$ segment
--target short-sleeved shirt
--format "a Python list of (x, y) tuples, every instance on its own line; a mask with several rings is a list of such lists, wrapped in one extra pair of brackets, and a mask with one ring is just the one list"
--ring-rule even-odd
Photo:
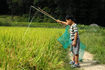
[[(70, 26), (70, 38), (71, 38), (71, 40), (74, 39), (76, 32), (78, 32), (77, 24), (73, 24), (72, 26)], [(79, 35), (77, 35), (77, 38), (79, 38)]]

### Task description
Can you lay out every line of the records above as a Markdown table with the columns Row and Line, skipping blank lines and leaving the pictures out?

### Reply to the exercise
| Row | Line |
|---|---|
| 1 | $ segment |
| 2 | --target short-sleeved shirt |
| 3 | --format "a Python list of (x, y) tuples, every instance on its own line; a mask with several rings is a list of such lists, wrapped in one extra pair of brackets, and a mask with one ring is just the one list" |
| 4 | --ring-rule even-odd |
| 5 | Photo: |
| 6 | [[(70, 26), (70, 38), (71, 38), (71, 40), (74, 39), (76, 32), (78, 32), (77, 24), (73, 24), (72, 26)], [(79, 35), (77, 35), (77, 38), (79, 38)]] |